◆ **THE PROBLEM**:
The expected answer is the complete listing, reproduced character for character.

◆ **DATA SHOWN**:
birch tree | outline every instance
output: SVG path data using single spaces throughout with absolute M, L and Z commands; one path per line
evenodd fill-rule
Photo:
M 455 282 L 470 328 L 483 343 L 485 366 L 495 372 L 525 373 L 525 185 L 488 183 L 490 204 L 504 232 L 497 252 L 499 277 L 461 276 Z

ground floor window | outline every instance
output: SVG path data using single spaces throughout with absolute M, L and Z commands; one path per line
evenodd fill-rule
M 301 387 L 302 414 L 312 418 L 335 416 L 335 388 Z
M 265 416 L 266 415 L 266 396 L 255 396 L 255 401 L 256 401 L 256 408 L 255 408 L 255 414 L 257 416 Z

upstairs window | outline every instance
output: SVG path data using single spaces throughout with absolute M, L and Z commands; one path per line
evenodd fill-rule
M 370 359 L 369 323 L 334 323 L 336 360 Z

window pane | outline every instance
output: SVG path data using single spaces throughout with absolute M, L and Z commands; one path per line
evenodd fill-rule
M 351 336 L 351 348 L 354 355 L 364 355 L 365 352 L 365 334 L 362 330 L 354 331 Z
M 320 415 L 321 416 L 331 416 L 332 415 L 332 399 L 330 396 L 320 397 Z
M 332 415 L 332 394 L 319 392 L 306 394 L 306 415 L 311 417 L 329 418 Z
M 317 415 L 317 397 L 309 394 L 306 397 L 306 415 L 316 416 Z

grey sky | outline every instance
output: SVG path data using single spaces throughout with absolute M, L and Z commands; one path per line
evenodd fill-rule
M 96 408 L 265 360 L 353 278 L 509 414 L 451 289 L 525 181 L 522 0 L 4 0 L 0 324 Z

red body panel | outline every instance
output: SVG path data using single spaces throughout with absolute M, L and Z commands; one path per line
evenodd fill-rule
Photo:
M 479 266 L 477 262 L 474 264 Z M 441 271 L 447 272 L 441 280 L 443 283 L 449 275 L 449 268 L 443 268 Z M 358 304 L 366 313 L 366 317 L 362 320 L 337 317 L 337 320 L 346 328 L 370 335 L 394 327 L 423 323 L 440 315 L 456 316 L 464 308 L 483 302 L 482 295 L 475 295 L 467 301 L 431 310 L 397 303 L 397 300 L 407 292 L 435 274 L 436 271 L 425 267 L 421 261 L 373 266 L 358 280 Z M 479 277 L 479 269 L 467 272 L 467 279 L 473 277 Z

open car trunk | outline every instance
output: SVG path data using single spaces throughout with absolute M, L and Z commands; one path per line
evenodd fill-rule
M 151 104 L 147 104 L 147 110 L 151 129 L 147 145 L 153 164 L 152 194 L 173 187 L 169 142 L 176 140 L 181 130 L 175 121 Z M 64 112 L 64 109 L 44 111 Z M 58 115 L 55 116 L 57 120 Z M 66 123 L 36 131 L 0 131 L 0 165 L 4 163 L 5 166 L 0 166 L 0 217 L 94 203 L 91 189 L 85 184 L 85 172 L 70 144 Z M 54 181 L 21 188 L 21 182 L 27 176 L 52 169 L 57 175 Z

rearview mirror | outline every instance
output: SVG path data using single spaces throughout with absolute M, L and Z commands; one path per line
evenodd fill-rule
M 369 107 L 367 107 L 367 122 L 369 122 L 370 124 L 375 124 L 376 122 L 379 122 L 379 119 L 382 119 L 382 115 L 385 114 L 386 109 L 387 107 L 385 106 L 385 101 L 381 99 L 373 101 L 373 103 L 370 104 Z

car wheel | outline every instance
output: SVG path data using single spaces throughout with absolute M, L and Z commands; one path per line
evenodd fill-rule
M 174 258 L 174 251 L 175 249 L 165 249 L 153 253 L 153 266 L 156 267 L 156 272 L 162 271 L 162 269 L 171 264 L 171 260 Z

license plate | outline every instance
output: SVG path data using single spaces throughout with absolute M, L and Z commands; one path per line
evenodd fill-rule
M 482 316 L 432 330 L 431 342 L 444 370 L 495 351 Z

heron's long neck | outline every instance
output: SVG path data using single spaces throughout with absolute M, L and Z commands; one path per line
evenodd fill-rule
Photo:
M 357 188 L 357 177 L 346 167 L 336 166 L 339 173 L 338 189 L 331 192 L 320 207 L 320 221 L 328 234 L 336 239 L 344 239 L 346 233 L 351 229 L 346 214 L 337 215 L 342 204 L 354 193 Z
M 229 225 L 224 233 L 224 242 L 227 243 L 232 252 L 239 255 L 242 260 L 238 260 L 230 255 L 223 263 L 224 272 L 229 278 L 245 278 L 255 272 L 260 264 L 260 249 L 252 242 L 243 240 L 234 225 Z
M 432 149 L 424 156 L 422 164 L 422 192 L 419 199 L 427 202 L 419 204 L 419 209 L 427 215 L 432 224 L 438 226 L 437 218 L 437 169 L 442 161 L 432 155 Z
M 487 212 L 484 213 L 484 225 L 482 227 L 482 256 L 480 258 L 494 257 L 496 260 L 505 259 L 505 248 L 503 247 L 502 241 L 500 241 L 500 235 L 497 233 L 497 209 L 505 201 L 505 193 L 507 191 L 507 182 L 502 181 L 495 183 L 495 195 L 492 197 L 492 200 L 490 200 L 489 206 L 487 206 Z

◆ **WRITTEN REPLY**:
birch tree | outline every instance
output: SVG path data using single spaces throughout with absolute M, L and Z commands; one path per line
evenodd fill-rule
Photo:
M 455 282 L 470 328 L 483 343 L 485 366 L 495 372 L 525 373 L 525 185 L 488 183 L 490 204 L 504 232 L 497 252 L 499 277 L 461 276 Z

ground floor window | outline every instance
output: SVG path data using single spaces throughout with absolute M, L and Z commands; one path per line
evenodd fill-rule
M 301 387 L 302 414 L 312 418 L 335 416 L 335 388 Z
M 265 416 L 266 415 L 266 396 L 255 396 L 255 401 L 256 401 L 256 408 L 255 408 L 255 414 L 257 416 Z

upstairs window | outline every instance
output: SVG path data using single spaces throughout with absolute M, L and Z commands; one path per line
evenodd fill-rule
M 370 359 L 369 323 L 334 323 L 336 360 Z

window pane | outline every instance
output: SVG path data using single spaces throughout with absolute M, L and Z commands; one path per line
evenodd fill-rule
M 351 336 L 351 348 L 354 355 L 364 355 L 365 352 L 365 334 L 362 330 L 354 331 Z
M 320 415 L 321 416 L 331 416 L 332 415 L 332 399 L 330 396 L 320 397 Z
M 332 415 L 332 394 L 319 392 L 306 394 L 306 415 L 311 417 L 329 418 Z
M 317 415 L 317 397 L 309 394 L 306 397 L 306 415 L 316 416 Z

grey sky | outline every instance
output: SVG path data using single spaces throughout with absolute M, L and Z commands; one path per line
evenodd fill-rule
M 96 408 L 265 360 L 353 278 L 509 414 L 451 289 L 525 181 L 522 0 L 4 0 L 0 324 Z

red body panel | outline every instance
output: SVG path data using single spaces throughout with absolute M, L and Z commands; one path per line
evenodd fill-rule
Photo:
M 479 266 L 477 262 L 474 264 Z M 441 271 L 447 272 L 441 280 L 443 283 L 449 275 L 449 268 L 443 268 Z M 358 304 L 366 313 L 366 317 L 362 320 L 337 317 L 337 320 L 346 328 L 370 335 L 394 327 L 423 323 L 440 315 L 456 316 L 464 308 L 483 302 L 482 295 L 475 295 L 467 301 L 431 310 L 397 303 L 397 300 L 407 292 L 435 274 L 436 271 L 425 267 L 421 261 L 373 266 L 358 280 Z M 479 277 L 479 269 L 467 272 L 467 279 L 473 277 Z

open car trunk | outline every instance
output: SVG path data using single spaces throughout with absolute M, L and Z commands; one path per line
evenodd fill-rule
M 151 104 L 147 104 L 147 110 L 151 129 L 147 145 L 153 164 L 152 194 L 173 187 L 169 142 L 176 140 L 181 130 L 175 121 Z M 64 112 L 64 109 L 44 111 Z M 58 115 L 55 116 L 57 120 Z M 66 123 L 36 131 L 0 131 L 0 165 L 4 163 L 5 166 L 0 166 L 0 217 L 94 203 L 91 189 L 85 184 L 85 172 L 70 144 Z M 54 181 L 21 188 L 21 182 L 27 176 L 52 169 L 57 175 Z

rearview mirror | outline every instance
output: SVG path data using single spaces throughout with absolute M, L and Z commands; one path per line
evenodd fill-rule
M 369 107 L 367 107 L 367 122 L 369 122 L 370 124 L 375 124 L 376 122 L 379 122 L 379 119 L 382 119 L 382 115 L 385 114 L 386 109 L 387 107 L 385 106 L 385 101 L 381 99 L 373 101 L 373 103 L 370 104 Z

car wheel | outline every instance
output: SVG path data using single spaces throughout with absolute M, L and Z commands; one path per line
evenodd fill-rule
M 174 258 L 174 251 L 175 249 L 165 249 L 153 253 L 153 266 L 156 267 L 156 272 L 162 271 L 162 269 L 171 264 L 171 260 Z

license plate | outline every instance
output: SVG path data using single spaces throughout with absolute M, L and Z commands; one path per line
evenodd fill-rule
M 482 316 L 432 330 L 431 342 L 444 370 L 495 351 Z

heron's long neck | outline every instance
output: SVG path data using single spaces throughout with absolute M, L and Z commands; one path per line
evenodd fill-rule
Photo:
M 357 188 L 357 177 L 346 167 L 336 166 L 339 173 L 338 189 L 331 192 L 320 207 L 320 221 L 328 234 L 336 239 L 344 239 L 346 233 L 351 229 L 346 214 L 337 215 L 342 204 L 354 193 Z
M 229 225 L 224 233 L 224 242 L 227 243 L 232 252 L 239 255 L 242 260 L 238 260 L 230 255 L 223 263 L 224 272 L 229 278 L 245 278 L 255 272 L 260 264 L 260 249 L 252 242 L 243 240 L 234 225 Z
M 432 149 L 424 156 L 422 164 L 422 192 L 419 199 L 427 202 L 419 204 L 419 209 L 427 215 L 432 224 L 438 226 L 437 218 L 437 169 L 442 161 L 432 155 Z
M 487 212 L 484 213 L 484 225 L 482 227 L 482 256 L 480 258 L 494 257 L 496 260 L 505 259 L 505 248 L 503 247 L 502 241 L 500 241 L 500 235 L 497 233 L 497 209 L 505 201 L 505 193 L 507 191 L 507 182 L 502 181 L 495 183 L 495 195 L 492 197 L 492 200 L 490 200 L 489 206 L 487 206 Z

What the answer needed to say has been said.